*Page text*
○ ○ ○
Type of statement | General Explanation |
---|---|
Empty Statement | Line with this kind of statement may contains only white spaces: tab character '\t' or space character ' ' |
Comment Statement | The first character in a line with this statement is the semicolon ';' character. This line should be completely ignored by the assembler. |
Declarative Statement | This statement is a directive to the assembler program. It does not generate machine instruction. |
Operation Statement | This statement generates machine instruction that needs to be executed by the CPU. The statement represent machine instruction in symbolic form. |
Directive statement is of the following form: Directive statement may optionally start with a label, the label has to follow certain syntax rules (to be described later). Directive can start with or without a label, in any case a directive name, preceded by a dot '.' character, must be included. NO whitespace allowed between the '.' character and the directive name. If the directive does include a label, then at least one whitespace character is separating between the label and the '.' character. Following the directive name, whitespace-separated, appearing, in the same line, the directive parameters (the number of parameters is determined by the type of the directive). As mentioned, directive statement may include four types of directive:
-
.data
The parameter(s) of data is a list of legal numbers separated by a comma ',' character. For example:
.data +7,-57 ,17 , 9
Notice that any number of whitespace characters may appear between the number(s) and the comma character(s). However, the comma character must separate between two numeric values.
The '.data' directive statement directs the assembler to allocate space in its data image where the appropriate numeric parameters is to be stored. It also direct the assembler to advance the data counter by the number of parameters (of the '.data' directive). If the '.data' directive has a label name, then this label name is assigned with the value in the data image (before it was advanced) and get inserted to the symbols table. This way we can refer to certain place in the data image using the label name. For instance, if we write
XYZ: .data +7,-57,17,9
mov XYZ, r1
then register r1 is assigned with the value +7. If we continue to write
lea XYZ, r1
then r1 would have been assigned with the address (in the data image) that stores the +7 value.
○ ○ ○
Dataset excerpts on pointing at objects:
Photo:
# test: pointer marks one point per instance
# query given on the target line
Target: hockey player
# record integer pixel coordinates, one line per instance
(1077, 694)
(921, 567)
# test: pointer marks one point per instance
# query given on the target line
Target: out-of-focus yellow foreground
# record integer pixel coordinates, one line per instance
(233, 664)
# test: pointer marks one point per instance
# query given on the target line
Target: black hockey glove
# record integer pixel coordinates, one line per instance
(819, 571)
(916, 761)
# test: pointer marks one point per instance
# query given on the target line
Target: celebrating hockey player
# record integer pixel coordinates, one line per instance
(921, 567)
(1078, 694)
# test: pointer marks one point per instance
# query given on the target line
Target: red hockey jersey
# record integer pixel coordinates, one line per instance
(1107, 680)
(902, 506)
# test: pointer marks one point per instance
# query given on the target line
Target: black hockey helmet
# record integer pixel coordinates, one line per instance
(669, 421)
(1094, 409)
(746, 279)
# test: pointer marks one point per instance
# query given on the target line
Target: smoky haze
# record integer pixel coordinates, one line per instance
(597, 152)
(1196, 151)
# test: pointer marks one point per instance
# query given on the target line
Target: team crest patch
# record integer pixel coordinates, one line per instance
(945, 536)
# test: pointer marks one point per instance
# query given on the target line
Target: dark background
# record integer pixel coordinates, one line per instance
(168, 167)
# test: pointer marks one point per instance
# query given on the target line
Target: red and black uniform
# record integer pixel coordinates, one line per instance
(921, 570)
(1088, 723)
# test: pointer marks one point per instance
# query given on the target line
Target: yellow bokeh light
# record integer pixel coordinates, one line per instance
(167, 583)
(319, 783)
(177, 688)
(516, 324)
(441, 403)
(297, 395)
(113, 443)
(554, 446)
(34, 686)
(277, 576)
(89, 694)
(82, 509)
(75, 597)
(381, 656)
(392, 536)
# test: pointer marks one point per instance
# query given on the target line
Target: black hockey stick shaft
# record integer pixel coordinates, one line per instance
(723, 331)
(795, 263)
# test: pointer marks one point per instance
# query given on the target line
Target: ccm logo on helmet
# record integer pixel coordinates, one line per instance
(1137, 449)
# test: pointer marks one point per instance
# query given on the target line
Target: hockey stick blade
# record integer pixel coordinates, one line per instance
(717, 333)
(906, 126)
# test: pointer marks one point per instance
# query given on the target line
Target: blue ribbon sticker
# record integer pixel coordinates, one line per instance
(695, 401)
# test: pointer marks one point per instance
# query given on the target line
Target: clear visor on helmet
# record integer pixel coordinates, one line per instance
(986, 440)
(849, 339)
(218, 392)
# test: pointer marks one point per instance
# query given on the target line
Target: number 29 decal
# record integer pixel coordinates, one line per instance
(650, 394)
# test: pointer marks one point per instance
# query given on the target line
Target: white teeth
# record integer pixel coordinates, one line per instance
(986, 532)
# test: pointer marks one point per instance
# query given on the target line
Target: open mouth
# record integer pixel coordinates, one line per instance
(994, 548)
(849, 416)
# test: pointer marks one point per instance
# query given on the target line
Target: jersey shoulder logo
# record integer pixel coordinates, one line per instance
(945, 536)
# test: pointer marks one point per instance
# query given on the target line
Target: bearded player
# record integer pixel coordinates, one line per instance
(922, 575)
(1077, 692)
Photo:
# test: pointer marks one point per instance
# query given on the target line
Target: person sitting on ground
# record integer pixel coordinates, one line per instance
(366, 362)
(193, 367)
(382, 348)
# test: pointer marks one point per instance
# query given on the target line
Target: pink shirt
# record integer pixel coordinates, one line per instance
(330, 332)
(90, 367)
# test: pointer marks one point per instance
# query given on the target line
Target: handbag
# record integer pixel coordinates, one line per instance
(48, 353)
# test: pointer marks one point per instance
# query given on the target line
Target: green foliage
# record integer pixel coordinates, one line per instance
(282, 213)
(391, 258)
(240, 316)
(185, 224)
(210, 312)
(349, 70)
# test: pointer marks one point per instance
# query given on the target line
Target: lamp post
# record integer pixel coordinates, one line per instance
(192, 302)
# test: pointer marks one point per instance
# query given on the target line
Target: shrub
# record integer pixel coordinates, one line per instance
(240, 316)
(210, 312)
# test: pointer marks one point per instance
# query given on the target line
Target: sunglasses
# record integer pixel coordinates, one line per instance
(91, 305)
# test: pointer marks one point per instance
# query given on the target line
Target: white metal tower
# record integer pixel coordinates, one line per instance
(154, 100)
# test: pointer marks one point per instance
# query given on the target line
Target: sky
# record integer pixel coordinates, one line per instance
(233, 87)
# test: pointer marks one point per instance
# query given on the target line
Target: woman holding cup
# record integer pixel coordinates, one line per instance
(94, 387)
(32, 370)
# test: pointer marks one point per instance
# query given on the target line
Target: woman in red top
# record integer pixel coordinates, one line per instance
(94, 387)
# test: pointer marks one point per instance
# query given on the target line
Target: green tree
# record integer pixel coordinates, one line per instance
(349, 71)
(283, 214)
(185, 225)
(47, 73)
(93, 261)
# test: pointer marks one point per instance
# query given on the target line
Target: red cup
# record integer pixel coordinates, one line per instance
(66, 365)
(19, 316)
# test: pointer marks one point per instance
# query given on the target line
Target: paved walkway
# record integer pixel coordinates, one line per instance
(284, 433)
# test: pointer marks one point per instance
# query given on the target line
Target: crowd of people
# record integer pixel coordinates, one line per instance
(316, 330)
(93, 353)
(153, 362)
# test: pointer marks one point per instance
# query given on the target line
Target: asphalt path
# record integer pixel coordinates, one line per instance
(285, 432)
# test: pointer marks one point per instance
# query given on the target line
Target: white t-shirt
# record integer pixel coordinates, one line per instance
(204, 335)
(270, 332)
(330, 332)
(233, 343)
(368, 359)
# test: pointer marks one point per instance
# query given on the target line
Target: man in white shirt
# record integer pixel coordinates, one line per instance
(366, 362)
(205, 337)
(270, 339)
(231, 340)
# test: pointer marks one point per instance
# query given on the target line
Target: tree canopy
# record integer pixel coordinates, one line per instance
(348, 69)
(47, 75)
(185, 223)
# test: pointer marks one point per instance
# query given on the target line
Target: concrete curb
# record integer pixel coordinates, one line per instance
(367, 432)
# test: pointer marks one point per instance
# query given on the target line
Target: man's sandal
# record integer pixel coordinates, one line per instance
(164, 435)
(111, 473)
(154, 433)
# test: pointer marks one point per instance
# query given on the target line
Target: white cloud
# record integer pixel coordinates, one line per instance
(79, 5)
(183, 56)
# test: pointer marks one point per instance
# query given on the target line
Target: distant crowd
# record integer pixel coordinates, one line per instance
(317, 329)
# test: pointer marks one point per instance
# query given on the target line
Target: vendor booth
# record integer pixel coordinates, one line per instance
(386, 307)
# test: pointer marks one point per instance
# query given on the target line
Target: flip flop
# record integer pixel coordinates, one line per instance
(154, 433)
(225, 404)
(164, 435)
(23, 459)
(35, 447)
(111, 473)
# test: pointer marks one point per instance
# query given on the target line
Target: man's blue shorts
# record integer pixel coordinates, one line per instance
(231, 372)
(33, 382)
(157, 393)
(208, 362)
○ ○ ○
*Complete the following*
**a.** Using the assembler text, decide whether each statement agrees with it. Answer yes or no for each, and quote the exact words that settle it. (i) A comment line begins with a semicolon. (ii) Whitespace may appear between the '.' character and the directive name. (iii) A declarative statement produces a machine instruction.
**b.** Rewrite the stretch of the assembler text from "The '.data' directive statement" through "the +7 value.", putting "memory image" in place of each "data image".
**c.** Translate this sentence from the assembler text into French: "This line should be completely ignored by the assembler."
Use only the assembler text, not the material.

*Replies*
**a.**
(i) Yes: "The first character in a line with this statement is the semicolon ';' character."
(ii) No: "NO whitespace allowed between the '.' character and the directive name."
(iii) No: "It does not generate machine instruction."

**b.**
The '.data' directive statement directs the assembler to allocate space in its memory image where the appropriate numeric parameters is to be stored. It also direct the assembler to advance the data counter by the number of parameters (of the '.data' directive). If the '.data' directive has a label name, then this label name is assigned with the value in the memory image (before it was advanced) and get inserted to the symbols table. This way we can refer to certain place in the memory image using the label name. For instance, if we write
XYZ: .data +7,-57,17,9
mov XYZ, r1
then register r1 is assigned with the value +7. If we continue to write
lea XYZ, r1
then r1 would have been assigned with the address (in the memory image) that stores the +7 value.

**c.** Cette ligne doit être entièrement ignorée par l'assembleur.